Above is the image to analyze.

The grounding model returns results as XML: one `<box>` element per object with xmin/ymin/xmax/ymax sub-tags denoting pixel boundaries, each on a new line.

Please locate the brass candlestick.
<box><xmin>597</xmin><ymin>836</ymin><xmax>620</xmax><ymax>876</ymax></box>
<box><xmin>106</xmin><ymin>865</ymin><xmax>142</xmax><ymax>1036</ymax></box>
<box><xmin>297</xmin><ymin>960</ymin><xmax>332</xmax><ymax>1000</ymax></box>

__________

■ Required task
Return every line of each item above verbatim, with nothing altered.

■ Task answer
Above is the image to analyze.

The grounding model returns results as XML: one `<box>` element per object with xmin/ymin/xmax/ymax sub-tags denoting pixel boundaries, each on a new line.

Please locate the brass candlestick.
<box><xmin>597</xmin><ymin>836</ymin><xmax>620</xmax><ymax>876</ymax></box>
<box><xmin>106</xmin><ymin>865</ymin><xmax>142</xmax><ymax>1036</ymax></box>
<box><xmin>297</xmin><ymin>960</ymin><xmax>332</xmax><ymax>1000</ymax></box>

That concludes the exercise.